### Quoted text

-- Start --

Just curious if this has ever been done? I'm thinking about
putting up a 90 foot dipole feed with homemade open wire
line. I'd like to bring it into the shack using paralled runs
of LMR-400 cable, since the final 25 feet is via 3" electrical
conduit that also has rotor and other cables.

I believe the parallel cables with give me a 100 ohm impedance.
The open wire will be using #10 with homemade spreaders,
I'm going to try for 600 ohms at the feedpoint. I was wondering
if tapering the spacing on the feedline would give me a smoother
impedance where the open wire, arrestor, and twin coax arrange-
meet?


Yes, it has been done. Jasik's "Antenna Engineering Handbook"
discusses tapered lines in section 31.4. You can also find a
discussion of tapered-line matching in Laport's "Radio Antenna
Engineering" in section 4.4.8 (this book is available as a free PDF
download).

-- End --

### Exercise instructions
#1 From the dipole feedline discussion, quote the passage between "Just curious if" and "and other cables.", inclusive.
#2 According to the dipole feedline discussion, which section of the "Antenna Engineering Handbook" covers tapered lines?

### Stored records
-- Start --

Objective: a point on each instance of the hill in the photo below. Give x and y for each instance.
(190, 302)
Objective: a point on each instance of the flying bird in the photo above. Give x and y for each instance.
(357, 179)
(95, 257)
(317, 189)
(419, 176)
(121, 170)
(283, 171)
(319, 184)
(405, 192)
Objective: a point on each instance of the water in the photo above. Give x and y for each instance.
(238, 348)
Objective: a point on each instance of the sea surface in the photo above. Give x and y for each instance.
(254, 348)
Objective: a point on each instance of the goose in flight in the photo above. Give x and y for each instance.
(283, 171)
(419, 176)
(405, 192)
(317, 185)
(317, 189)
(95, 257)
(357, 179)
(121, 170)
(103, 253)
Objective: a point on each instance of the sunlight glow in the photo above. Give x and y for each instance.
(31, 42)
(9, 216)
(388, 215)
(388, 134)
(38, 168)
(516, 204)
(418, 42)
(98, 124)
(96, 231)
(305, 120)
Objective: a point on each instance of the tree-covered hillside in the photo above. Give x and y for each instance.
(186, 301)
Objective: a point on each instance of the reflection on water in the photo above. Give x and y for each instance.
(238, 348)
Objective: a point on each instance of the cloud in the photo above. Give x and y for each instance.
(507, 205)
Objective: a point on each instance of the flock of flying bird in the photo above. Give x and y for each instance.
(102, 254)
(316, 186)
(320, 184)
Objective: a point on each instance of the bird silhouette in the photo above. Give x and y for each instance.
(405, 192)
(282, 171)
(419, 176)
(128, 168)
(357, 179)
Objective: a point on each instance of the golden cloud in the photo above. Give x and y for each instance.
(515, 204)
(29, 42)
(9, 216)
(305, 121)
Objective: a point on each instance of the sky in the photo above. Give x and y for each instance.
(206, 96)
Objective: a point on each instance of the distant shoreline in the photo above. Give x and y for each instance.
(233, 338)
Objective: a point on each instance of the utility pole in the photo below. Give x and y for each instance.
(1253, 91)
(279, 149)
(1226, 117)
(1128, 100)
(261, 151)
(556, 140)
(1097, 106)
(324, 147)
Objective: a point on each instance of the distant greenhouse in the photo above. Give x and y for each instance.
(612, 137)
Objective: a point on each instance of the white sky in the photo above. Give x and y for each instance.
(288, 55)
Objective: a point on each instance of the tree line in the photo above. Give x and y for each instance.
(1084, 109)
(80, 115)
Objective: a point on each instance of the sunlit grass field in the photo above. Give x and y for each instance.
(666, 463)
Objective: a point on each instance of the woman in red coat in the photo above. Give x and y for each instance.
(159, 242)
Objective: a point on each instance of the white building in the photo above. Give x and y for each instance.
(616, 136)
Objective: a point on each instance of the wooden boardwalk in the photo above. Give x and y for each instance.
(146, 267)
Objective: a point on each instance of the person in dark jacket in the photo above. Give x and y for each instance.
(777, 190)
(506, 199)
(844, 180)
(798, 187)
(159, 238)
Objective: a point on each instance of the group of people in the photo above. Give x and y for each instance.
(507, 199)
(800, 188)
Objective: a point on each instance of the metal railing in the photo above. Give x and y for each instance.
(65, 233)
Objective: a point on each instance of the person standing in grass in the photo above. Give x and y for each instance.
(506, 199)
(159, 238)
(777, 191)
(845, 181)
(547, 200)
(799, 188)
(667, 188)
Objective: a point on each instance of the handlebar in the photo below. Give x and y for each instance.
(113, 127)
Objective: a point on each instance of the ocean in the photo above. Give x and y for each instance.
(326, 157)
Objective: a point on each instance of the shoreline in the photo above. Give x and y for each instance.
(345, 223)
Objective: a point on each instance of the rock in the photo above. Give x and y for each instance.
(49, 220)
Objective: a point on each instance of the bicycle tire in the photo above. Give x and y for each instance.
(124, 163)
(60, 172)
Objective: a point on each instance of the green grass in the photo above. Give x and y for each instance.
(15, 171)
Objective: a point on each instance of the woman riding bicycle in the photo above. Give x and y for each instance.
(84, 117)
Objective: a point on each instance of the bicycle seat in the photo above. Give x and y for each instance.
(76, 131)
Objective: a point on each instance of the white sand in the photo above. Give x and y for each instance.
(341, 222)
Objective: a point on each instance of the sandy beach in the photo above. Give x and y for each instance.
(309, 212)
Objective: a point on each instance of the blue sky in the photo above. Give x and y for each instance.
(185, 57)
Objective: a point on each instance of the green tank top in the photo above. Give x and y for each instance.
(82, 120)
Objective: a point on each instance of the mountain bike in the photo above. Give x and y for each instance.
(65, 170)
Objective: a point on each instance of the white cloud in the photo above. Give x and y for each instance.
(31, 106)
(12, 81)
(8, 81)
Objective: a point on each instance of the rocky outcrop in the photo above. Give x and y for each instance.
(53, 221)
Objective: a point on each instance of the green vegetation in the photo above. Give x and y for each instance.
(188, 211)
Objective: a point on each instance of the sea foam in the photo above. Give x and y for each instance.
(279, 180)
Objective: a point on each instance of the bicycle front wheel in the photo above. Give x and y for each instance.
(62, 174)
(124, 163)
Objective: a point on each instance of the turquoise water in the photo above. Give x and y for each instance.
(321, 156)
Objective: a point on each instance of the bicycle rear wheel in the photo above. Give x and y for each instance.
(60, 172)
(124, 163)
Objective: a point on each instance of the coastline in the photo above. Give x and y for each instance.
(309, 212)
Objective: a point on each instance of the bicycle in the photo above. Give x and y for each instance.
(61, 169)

-- End --

### Answers for the exercise
#1
Just curious if this has ever been done? I'm thinking about
putting up a 90 foot dipole feed with homemade open wire
line. I'd like to bring it into the shack using paralled runs
of LMR-400 cable, since the final 25 feet is via 3" electrical
conduit that also has rotor and other cables.

#2 Section 31.4